▶ _EXERCISE PROMPT_
Copy every record below, exactly as written.

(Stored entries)
++++++++

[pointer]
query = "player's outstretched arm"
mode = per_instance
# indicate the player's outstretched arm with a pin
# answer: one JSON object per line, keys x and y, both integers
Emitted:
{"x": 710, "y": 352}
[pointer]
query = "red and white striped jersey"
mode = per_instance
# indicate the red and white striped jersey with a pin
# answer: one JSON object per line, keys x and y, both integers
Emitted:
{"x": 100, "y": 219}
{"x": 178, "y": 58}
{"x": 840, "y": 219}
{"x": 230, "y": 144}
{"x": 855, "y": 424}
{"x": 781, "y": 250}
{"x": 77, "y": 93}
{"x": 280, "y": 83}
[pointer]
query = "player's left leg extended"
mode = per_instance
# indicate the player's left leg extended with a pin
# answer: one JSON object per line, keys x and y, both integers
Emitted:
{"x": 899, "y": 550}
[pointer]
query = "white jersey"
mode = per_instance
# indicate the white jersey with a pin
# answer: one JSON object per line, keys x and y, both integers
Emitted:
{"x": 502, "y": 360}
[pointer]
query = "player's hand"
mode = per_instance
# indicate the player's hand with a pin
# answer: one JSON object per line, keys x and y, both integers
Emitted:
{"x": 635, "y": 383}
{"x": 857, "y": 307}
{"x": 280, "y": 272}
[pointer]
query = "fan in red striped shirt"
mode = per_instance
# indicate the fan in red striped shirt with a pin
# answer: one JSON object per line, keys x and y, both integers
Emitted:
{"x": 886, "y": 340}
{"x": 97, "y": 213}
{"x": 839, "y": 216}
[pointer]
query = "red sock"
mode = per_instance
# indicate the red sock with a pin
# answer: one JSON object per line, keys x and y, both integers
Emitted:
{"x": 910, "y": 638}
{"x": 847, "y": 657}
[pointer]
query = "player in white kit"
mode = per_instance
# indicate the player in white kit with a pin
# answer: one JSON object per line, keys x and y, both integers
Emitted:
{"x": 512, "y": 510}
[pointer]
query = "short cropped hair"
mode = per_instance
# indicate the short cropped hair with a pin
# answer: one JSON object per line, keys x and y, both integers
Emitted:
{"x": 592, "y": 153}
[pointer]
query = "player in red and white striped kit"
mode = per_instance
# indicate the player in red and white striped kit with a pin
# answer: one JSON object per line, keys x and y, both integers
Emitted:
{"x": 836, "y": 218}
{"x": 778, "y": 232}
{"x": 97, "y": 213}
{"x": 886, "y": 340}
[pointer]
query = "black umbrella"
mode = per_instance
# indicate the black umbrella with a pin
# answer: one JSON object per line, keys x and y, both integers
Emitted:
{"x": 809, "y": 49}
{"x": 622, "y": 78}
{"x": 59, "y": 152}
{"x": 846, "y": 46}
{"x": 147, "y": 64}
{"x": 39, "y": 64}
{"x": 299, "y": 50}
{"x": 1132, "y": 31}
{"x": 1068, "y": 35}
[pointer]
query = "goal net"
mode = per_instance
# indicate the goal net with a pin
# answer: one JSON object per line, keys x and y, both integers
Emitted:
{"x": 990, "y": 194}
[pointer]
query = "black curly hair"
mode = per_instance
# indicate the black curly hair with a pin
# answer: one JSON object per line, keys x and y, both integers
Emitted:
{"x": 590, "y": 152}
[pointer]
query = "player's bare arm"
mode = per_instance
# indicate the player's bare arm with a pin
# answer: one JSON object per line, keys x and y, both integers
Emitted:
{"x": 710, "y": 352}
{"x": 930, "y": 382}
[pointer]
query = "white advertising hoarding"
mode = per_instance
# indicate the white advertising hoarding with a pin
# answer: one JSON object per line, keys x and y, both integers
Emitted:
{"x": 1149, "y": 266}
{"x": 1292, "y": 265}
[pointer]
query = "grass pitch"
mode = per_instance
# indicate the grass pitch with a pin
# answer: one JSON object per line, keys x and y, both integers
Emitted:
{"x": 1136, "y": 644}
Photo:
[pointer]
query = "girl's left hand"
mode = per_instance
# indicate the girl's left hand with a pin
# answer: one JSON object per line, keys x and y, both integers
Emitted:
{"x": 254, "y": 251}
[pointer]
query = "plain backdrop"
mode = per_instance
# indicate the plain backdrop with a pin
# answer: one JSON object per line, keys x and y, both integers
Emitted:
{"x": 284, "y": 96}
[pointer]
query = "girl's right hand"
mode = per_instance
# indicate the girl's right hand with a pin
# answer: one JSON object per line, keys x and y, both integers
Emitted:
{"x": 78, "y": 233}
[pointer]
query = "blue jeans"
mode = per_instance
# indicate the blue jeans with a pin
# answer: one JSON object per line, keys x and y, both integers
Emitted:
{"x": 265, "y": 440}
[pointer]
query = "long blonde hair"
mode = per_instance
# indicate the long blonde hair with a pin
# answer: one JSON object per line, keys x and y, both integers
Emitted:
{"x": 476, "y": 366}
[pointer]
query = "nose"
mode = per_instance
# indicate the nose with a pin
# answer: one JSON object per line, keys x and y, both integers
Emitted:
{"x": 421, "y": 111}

++++++++

▶ _RESPONSE TO THE EXERCISE_
[pointer]
query = "player's outstretched arm"
mode = per_instance
# indicate the player's outstretched arm with a pin
# answer: one JSON object per line, keys x and y, both integers
Emitted:
{"x": 710, "y": 352}
[pointer]
query = "red and white striped jersey"
mode = per_instance
# indicate the red and white striped jersey with a pin
# answer: one JSON object per line, keys x and y, both integers
Emitted:
{"x": 100, "y": 219}
{"x": 178, "y": 58}
{"x": 840, "y": 219}
{"x": 230, "y": 144}
{"x": 855, "y": 424}
{"x": 781, "y": 250}
{"x": 77, "y": 93}
{"x": 280, "y": 83}
[pointer]
query = "player's left leg extended"
mode = per_instance
# indicate the player's left leg extended with a pin
# answer: one JSON object per line, keys x and y, both integers
Emitted:
{"x": 899, "y": 550}
[pointer]
query = "white jersey"
mode = per_instance
# indicate the white jersey with a pin
# answer: one JSON object per line, keys x and y, both integers
Emitted:
{"x": 502, "y": 360}
[pointer]
query = "player's hand"
mode = per_instance
# indicate the player's hand with a pin
# answer: one JSON object per line, keys x and y, both integers
Emitted:
{"x": 635, "y": 383}
{"x": 857, "y": 307}
{"x": 280, "y": 272}
[pointer]
query = "fan in red striped shirt"
mode = per_instance
# indicate the fan in red striped shirt with a pin
# answer: one JSON object per line, keys x and y, both integers
Emitted:
{"x": 886, "y": 340}
{"x": 97, "y": 213}
{"x": 839, "y": 216}
[pointer]
query = "red sock"
mode = per_instance
# indicate the red sock with a pin
# answer: one JSON object per line, keys x and y, both integers
Emitted:
{"x": 910, "y": 638}
{"x": 847, "y": 657}
[pointer]
query = "player in white kit"
mode = per_instance
# indicate the player in white kit with a pin
# answer: one JSON object per line, keys x and y, both integers
Emitted:
{"x": 512, "y": 510}
[pointer]
query = "short cropped hair"
mode = per_instance
# indicate the short cropped hair with a pin
# answer: one JSON object per line, keys x and y, both integers
Emitted:
{"x": 592, "y": 153}
[pointer]
query = "player in red and white striped kit"
mode = per_instance
# indicate the player in red and white striped kit with a pin
# answer: one JSON object per line, keys x and y, both integers
Emitted:
{"x": 836, "y": 218}
{"x": 778, "y": 232}
{"x": 97, "y": 213}
{"x": 886, "y": 340}
[pointer]
query = "black umbrella"
mode = per_instance
# indicate the black umbrella with a pin
# answer: one JSON object per line, keys x and y, both integers
Emitted:
{"x": 809, "y": 49}
{"x": 622, "y": 78}
{"x": 59, "y": 152}
{"x": 846, "y": 46}
{"x": 147, "y": 64}
{"x": 39, "y": 64}
{"x": 299, "y": 50}
{"x": 1132, "y": 31}
{"x": 1068, "y": 35}
[pointer]
query = "goal net"
mode = per_instance
# indicate the goal net with a pin
# answer: one JSON object per line, keys x and y, both integers
Emitted:
{"x": 990, "y": 194}
[pointer]
query = "black curly hair"
mode = per_instance
# indicate the black curly hair with a pin
# answer: one JSON object per line, keys x and y, both integers
Emitted:
{"x": 590, "y": 152}
[pointer]
query = "player's bare arm"
mode = per_instance
# indicate the player's bare arm with a pin
# answer: one JSON object per line, keys x and y, both integers
Emitted:
{"x": 710, "y": 352}
{"x": 930, "y": 382}
[pointer]
query = "white advertising hoarding"
mode = per_instance
# indicate the white advertising hoarding with a pin
# answer: one JSON object per line, keys x and y, both integers
Emitted:
{"x": 1149, "y": 266}
{"x": 1292, "y": 265}
[pointer]
query = "grass pitch"
mode = per_instance
# indicate the grass pitch with a pin
# answer: one JSON object per line, keys x and y, both integers
Emitted:
{"x": 1136, "y": 644}
Photo:
[pointer]
query = "girl's left hand"
mode = per_instance
# indicate the girl's left hand with a pin
# answer: one JSON object per line, keys x and y, both integers
Emitted:
{"x": 254, "y": 251}
[pointer]
query = "plain backdrop"
mode = per_instance
# indicate the plain backdrop with a pin
# answer: one JSON object per line, keys x and y, both integers
Emitted:
{"x": 284, "y": 96}
[pointer]
query = "girl's right hand"
mode = per_instance
# indicate the girl's right hand with a pin
# answer: one JSON object per line, keys x and y, both integers
Emitted:
{"x": 78, "y": 233}
[pointer]
query = "blue jeans"
mode = per_instance
# indicate the blue jeans with a pin
# answer: one JSON object per line, keys x and y, both integers
Emitted:
{"x": 265, "y": 440}
[pointer]
query = "long blonde hair"
mode = per_instance
# indicate the long blonde hair with a pin
# answer: one JSON object per line, keys x and y, both integers
Emitted:
{"x": 476, "y": 366}
[pointer]
query = "nose"
mode = per_instance
# indicate the nose with a pin
# answer: one JSON object per line, keys x and y, both integers
Emitted:
{"x": 421, "y": 111}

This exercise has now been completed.